[Data extract — start]

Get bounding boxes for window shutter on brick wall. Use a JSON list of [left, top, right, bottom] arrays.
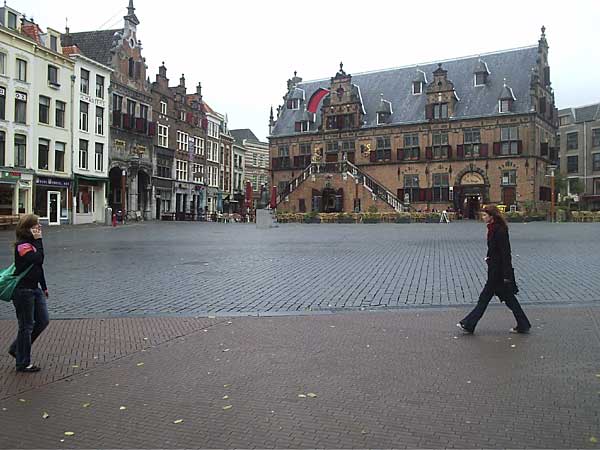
[[369, 150, 376, 163], [493, 142, 501, 156], [447, 145, 452, 159], [426, 188, 433, 202], [480, 144, 489, 157], [419, 189, 426, 202], [425, 147, 432, 160], [397, 149, 404, 161], [456, 144, 464, 159], [517, 140, 523, 154], [148, 121, 156, 136], [295, 122, 301, 132]]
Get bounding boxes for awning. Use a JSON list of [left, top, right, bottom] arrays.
[[76, 174, 109, 182]]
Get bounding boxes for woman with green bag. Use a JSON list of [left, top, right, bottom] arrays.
[[8, 214, 49, 373]]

[Data extract — finish]

The answer is the complete set of records, copied exactly, with pictures omitted.

Get bounding boxes for window shutter on brick wall. Use a JSON list of [left, top, right, bottom] arrays.
[[369, 150, 376, 163], [493, 142, 501, 156], [447, 145, 452, 159], [426, 188, 433, 202], [480, 144, 489, 157], [419, 189, 426, 202], [425, 147, 432, 160], [397, 149, 404, 161], [456, 144, 464, 159], [517, 140, 523, 154], [148, 121, 156, 136], [295, 122, 301, 132]]
Get bounding boxes for awning. Use a JSON list of [left, top, right, bottom] arrays.
[[76, 174, 109, 182]]
Get bounding boxes for woman with green bag. Use a JSON list of [left, top, right, bottom] arrays.
[[8, 214, 49, 373]]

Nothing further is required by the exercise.